## WHAT TO DO
Repeat the entry lines exactly, starting at the line that contains "dome roof listed here." and ending after the line that contains "[(566, 82)]".

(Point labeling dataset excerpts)
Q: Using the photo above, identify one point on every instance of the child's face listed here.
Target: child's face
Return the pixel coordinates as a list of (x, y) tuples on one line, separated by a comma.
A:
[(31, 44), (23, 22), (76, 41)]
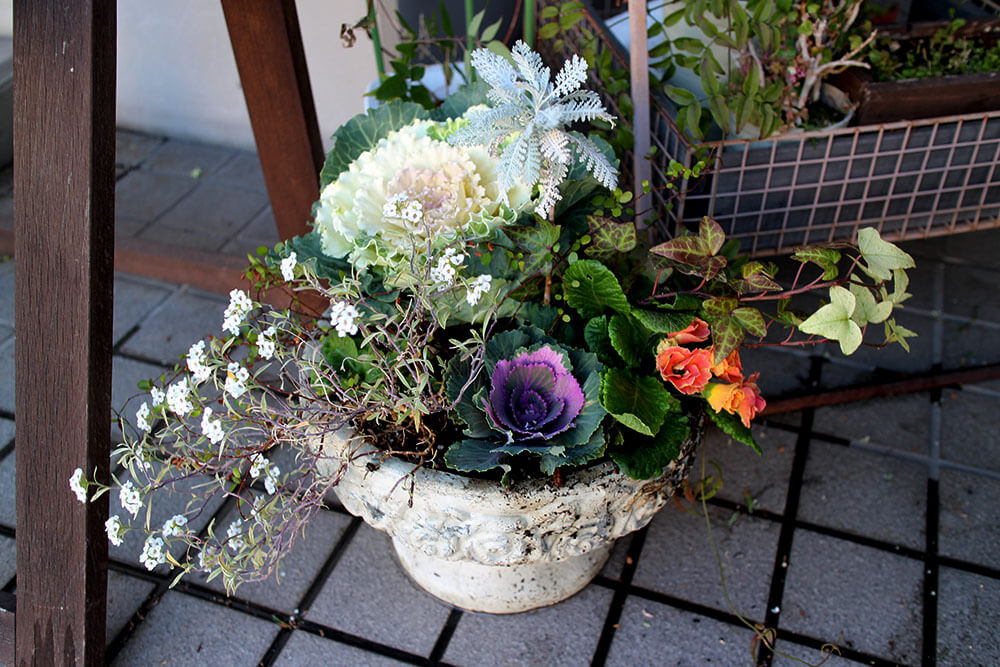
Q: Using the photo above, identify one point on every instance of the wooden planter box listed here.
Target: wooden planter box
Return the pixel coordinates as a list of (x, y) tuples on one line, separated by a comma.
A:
[(910, 179), (913, 99)]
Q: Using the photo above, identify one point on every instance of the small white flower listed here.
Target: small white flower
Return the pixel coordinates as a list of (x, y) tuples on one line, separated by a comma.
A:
[(480, 286), (174, 525), (156, 396), (152, 552), (212, 428), (128, 495), (113, 527), (239, 307), (236, 378), (343, 316), (288, 267), (177, 398), (196, 362), (142, 417), (77, 485), (265, 344)]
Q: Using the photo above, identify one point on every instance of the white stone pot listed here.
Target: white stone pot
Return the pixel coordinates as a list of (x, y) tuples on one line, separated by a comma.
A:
[(477, 546)]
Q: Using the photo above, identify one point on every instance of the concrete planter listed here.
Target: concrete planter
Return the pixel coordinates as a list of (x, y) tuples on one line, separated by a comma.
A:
[(477, 546)]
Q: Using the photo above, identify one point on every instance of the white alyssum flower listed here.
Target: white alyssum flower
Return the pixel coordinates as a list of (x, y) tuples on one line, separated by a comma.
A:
[(113, 527), (76, 484), (266, 343), (288, 267), (177, 398), (235, 535), (236, 379), (196, 362), (343, 316), (156, 396), (142, 417), (211, 428), (152, 552), (128, 496), (174, 525), (239, 307), (480, 285)]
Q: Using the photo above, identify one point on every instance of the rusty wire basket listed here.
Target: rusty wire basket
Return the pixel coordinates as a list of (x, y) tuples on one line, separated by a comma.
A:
[(910, 179)]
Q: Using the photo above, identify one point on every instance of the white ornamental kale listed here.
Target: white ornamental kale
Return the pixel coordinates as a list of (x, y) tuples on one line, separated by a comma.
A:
[(532, 112)]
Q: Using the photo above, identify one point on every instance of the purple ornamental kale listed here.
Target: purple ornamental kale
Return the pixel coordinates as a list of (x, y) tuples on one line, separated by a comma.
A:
[(533, 396)]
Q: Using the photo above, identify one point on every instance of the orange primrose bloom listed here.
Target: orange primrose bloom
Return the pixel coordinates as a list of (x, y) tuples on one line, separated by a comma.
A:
[(688, 370), (729, 369), (743, 399)]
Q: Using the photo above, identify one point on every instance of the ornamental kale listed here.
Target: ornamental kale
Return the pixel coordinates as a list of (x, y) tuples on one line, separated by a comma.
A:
[(534, 396)]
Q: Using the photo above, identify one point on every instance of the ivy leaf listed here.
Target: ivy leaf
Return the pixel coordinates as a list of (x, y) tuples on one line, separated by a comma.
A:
[(590, 287), (834, 321), (363, 132), (663, 322), (866, 309), (637, 402), (642, 457), (881, 257), (629, 339), (609, 237), (734, 428), (751, 320), (825, 258)]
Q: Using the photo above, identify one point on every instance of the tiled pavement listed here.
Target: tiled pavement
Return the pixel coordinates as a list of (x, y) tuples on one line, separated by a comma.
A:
[(870, 524)]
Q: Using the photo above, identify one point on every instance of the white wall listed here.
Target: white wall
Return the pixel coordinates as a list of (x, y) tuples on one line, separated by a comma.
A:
[(177, 75)]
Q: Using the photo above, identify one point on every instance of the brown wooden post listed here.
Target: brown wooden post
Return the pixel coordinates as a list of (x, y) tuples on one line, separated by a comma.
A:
[(267, 44), (64, 147)]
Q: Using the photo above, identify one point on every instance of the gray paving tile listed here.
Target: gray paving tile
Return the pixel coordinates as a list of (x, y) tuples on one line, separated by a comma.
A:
[(968, 527), (168, 333), (214, 208), (242, 170), (299, 568), (650, 633), (899, 422), (763, 478), (968, 618), (865, 494), (184, 157), (306, 649), (369, 595), (8, 559), (142, 195), (135, 298), (969, 426), (125, 594), (131, 148), (678, 559), (870, 598), (183, 630), (563, 634)]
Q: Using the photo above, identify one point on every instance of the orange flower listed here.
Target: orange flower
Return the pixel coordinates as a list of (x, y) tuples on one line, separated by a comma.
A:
[(688, 370), (729, 369), (743, 399), (696, 332)]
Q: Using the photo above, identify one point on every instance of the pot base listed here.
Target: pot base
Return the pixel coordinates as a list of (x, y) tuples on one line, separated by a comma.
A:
[(501, 589)]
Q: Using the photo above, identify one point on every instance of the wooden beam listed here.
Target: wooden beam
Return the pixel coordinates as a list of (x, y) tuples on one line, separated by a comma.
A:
[(64, 148), (267, 44)]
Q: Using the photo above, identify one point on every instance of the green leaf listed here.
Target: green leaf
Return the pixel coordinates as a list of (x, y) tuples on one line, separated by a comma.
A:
[(629, 339), (642, 457), (663, 322), (363, 132), (590, 288), (639, 402), (834, 321), (881, 257), (734, 428)]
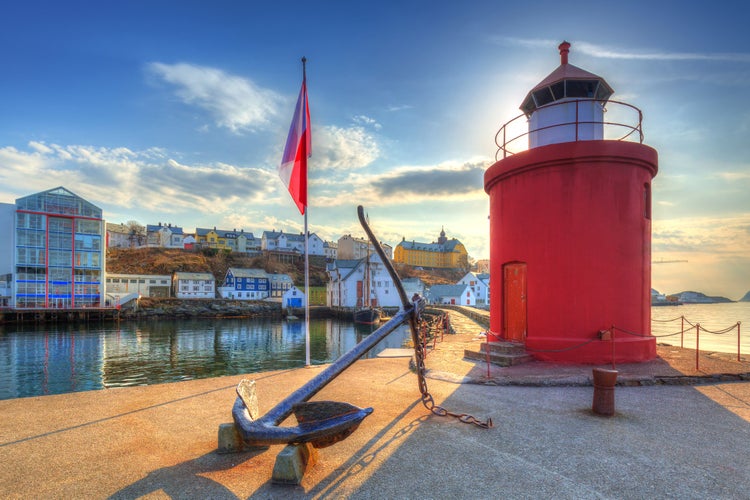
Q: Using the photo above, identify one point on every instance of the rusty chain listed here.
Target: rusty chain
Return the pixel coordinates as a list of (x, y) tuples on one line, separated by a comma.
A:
[(427, 399), (414, 323)]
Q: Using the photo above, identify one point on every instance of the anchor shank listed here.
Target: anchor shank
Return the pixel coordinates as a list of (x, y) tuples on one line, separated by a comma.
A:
[(282, 410)]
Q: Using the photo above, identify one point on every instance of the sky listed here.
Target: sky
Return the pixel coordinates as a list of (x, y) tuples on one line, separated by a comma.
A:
[(177, 112)]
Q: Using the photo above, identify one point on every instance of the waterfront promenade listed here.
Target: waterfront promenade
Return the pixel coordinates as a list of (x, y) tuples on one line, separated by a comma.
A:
[(677, 433)]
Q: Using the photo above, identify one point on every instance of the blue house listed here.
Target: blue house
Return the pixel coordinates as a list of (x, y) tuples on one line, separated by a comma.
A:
[(245, 284)]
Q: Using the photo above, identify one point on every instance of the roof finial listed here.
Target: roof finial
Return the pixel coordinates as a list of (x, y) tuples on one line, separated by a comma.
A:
[(564, 49)]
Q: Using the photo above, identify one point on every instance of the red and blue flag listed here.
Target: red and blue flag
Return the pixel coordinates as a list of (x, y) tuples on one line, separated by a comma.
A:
[(293, 167)]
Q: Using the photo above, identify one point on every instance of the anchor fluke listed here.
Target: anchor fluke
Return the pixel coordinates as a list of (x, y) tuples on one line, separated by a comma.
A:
[(328, 422)]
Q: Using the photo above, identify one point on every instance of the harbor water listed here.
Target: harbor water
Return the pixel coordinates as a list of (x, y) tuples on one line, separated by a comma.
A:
[(668, 326), (54, 359)]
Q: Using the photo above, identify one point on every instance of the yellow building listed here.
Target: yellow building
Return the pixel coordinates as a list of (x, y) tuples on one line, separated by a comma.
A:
[(445, 254)]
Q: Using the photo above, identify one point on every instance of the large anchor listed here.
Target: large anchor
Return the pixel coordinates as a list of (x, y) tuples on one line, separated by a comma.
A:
[(323, 423)]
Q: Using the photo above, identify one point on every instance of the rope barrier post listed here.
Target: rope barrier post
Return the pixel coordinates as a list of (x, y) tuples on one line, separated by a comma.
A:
[(738, 340), (697, 344), (487, 350), (682, 331), (613, 347)]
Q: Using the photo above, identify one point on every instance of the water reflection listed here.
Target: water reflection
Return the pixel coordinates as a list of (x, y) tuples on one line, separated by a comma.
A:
[(69, 358)]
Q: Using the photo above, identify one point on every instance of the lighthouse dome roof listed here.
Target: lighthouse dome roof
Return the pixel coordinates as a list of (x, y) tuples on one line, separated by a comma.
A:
[(566, 82)]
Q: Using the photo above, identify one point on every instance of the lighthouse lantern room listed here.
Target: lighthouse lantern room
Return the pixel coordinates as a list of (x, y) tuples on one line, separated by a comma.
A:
[(570, 227)]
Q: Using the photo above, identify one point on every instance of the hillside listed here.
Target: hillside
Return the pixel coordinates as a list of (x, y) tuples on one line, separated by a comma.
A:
[(168, 261)]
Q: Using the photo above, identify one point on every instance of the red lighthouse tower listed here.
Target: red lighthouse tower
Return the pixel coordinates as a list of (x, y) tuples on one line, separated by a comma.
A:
[(570, 225)]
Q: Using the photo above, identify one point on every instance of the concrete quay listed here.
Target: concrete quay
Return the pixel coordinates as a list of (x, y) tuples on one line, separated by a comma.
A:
[(666, 440)]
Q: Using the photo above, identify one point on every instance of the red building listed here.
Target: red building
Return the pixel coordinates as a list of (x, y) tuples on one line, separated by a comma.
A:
[(570, 225)]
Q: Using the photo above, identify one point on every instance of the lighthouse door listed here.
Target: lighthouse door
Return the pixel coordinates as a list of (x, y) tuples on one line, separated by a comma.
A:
[(514, 301)]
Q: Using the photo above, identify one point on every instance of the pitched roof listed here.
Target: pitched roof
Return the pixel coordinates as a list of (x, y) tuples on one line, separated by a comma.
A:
[(448, 246), (180, 275), (247, 273), (439, 291)]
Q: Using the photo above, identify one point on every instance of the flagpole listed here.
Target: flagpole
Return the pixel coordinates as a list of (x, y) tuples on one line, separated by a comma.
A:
[(307, 260)]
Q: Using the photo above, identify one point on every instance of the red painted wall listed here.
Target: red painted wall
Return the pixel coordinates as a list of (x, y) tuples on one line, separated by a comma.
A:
[(576, 214)]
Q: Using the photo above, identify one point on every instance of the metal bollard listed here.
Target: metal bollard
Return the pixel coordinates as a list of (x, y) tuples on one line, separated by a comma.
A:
[(604, 391)]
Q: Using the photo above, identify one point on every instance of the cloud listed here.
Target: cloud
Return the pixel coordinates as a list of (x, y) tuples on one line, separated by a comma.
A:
[(366, 120), (337, 148), (121, 179), (432, 182), (603, 52), (234, 102), (444, 183), (705, 235)]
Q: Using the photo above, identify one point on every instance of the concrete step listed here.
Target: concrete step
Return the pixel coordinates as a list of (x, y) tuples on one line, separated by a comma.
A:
[(501, 353), (502, 347)]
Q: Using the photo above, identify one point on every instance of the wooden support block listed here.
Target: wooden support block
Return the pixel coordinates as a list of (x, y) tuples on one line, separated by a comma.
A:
[(230, 440), (292, 463)]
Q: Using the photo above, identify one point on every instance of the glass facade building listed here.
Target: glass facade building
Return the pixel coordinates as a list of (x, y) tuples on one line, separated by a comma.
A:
[(59, 245)]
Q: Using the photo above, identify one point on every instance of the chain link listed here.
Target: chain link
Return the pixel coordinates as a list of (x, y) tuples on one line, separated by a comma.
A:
[(427, 399)]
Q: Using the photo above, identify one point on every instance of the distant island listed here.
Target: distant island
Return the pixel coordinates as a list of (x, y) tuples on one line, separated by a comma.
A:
[(690, 297)]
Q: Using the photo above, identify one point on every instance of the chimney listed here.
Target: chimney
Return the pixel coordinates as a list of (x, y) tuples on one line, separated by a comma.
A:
[(564, 50)]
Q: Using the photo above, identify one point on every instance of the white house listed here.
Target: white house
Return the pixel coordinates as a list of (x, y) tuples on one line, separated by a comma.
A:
[(480, 285), (346, 285), (168, 236), (144, 285), (278, 284), (194, 285), (245, 284), (125, 236), (460, 295), (412, 286), (330, 248), (350, 247), (294, 297), (288, 242)]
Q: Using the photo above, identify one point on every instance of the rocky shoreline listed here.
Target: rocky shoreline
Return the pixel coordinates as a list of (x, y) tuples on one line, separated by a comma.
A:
[(199, 308)]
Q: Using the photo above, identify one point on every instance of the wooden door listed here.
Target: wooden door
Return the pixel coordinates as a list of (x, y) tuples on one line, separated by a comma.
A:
[(514, 301)]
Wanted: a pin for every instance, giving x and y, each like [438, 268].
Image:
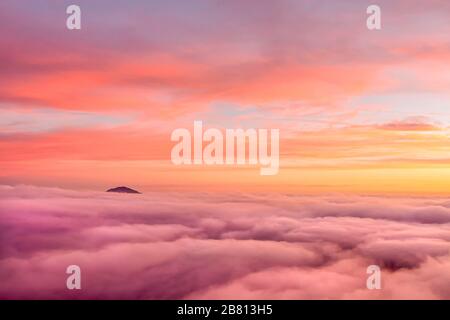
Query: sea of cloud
[221, 246]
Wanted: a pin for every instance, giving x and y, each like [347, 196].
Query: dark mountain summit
[122, 190]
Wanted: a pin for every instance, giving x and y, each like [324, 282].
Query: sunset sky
[359, 111]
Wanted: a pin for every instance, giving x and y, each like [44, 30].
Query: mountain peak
[122, 190]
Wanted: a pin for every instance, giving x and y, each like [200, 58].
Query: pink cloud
[178, 245]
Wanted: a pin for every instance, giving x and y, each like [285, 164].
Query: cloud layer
[178, 245]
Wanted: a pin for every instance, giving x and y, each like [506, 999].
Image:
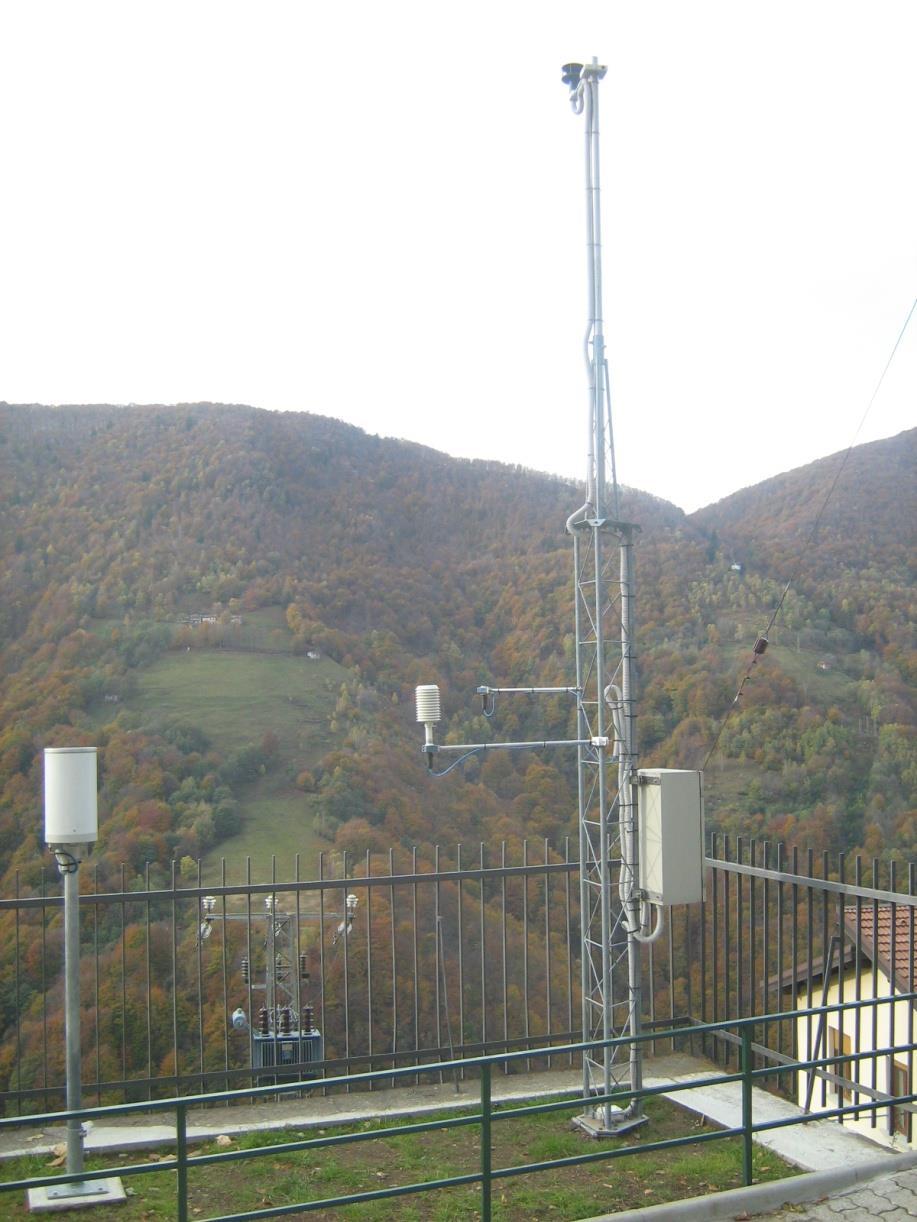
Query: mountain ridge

## WRITTEN RESPONSE
Q: Using the photo above, identify one point on every instance of the lighthouse dome roof listed here.
Target: lighthouse dome roof
Return the pixel coordinates as a list of (x, y) tuples on one line, separated by a comma.
A:
[(566, 82)]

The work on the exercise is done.